- **Stored data**
━━━━━━━━

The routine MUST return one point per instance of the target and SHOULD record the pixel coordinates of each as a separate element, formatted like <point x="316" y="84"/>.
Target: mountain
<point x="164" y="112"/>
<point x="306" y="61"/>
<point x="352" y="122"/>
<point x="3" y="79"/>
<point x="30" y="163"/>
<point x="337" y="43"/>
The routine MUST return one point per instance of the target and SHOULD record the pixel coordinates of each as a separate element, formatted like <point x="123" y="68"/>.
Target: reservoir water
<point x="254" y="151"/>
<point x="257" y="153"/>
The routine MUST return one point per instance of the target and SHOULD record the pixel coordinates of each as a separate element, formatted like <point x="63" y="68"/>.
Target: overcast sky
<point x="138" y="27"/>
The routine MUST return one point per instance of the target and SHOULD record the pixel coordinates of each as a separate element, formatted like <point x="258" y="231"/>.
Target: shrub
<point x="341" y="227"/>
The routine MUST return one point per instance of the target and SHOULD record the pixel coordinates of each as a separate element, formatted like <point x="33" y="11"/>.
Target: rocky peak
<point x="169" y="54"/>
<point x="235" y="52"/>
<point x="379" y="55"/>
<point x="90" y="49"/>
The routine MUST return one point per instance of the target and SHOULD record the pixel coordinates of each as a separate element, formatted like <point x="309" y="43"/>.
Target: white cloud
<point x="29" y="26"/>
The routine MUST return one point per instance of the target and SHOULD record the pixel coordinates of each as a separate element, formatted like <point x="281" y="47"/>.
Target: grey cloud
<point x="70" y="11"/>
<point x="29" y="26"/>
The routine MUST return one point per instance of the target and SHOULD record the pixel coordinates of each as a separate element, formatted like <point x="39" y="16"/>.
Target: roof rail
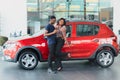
<point x="83" y="21"/>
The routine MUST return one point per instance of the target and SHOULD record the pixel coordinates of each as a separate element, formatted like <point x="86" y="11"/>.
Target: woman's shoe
<point x="59" y="68"/>
<point x="69" y="56"/>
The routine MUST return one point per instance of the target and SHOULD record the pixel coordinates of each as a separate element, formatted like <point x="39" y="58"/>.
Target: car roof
<point x="83" y="21"/>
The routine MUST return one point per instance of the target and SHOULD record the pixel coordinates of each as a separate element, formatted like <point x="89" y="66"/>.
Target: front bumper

━━━━━━━━

- **The exercise**
Write out the records above once more, word for word, with no pictures.

- **Problem solution**
The routine MUST return one point per instance of the target and SHOULD record the pixel coordinates of each as a separate element, formatted like <point x="316" y="84"/>.
Target: mountain
<point x="164" y="112"/>
<point x="306" y="61"/>
<point x="352" y="122"/>
<point x="3" y="79"/>
<point x="30" y="163"/>
<point x="337" y="43"/>
The routine MUST return one point per instance of the target and SHOULD record the pixel coordinates of each as a separate element, formatted like <point x="123" y="68"/>.
Target: reservoir water
<point x="254" y="151"/>
<point x="257" y="153"/>
The routine MUST return one point per instance of the target and SHOULD record the pixel coordinates of each as a separate element, formatted like <point x="63" y="68"/>.
Target: overcast sky
<point x="138" y="27"/>
The routine MUST return one point per instance of the target and SHOULD record the pixel coordinates of each as a separate element, formatted like <point x="258" y="231"/>.
Target: shrub
<point x="341" y="227"/>
The routine MUST return one point per instance of the target and SHOULD record the pixel coordinates of each as a separate element, formatted like <point x="33" y="11"/>.
Target: rocky peak
<point x="169" y="54"/>
<point x="235" y="52"/>
<point x="379" y="55"/>
<point x="90" y="49"/>
The routine MUST return one point per instance of the target and SHOULD record the pixel coordinates of each as a separate element, formatted like <point x="309" y="43"/>.
Target: white cloud
<point x="29" y="26"/>
The routine MUST return one point per instance of the target and SHOULD record the pixel coordinates of each as a separate element, formatted like <point x="281" y="47"/>.
Target: grey cloud
<point x="70" y="11"/>
<point x="29" y="26"/>
The routine MUST return one point per instance of the target and SHOULD record the pixel coordinates of each as a separate element, formatted like <point x="39" y="16"/>.
Target: roof rail
<point x="83" y="21"/>
The routine MUST return one point per instance of the target and SHOULD record the pixel coordinates of each as a separate element, formatted like <point x="86" y="11"/>.
Target: woman's shoe
<point x="59" y="68"/>
<point x="69" y="56"/>
The routine MUST return one point per instance of the target and SHOULD record the pixel coordinates of each as a separate element, formatted like <point x="39" y="58"/>.
Target: car roof
<point x="83" y="21"/>
The routine MUST return one point per instance of the target and SHOULD record the pixel coordinates of each as a separate element, formatted like <point x="89" y="66"/>.
Target: front bumper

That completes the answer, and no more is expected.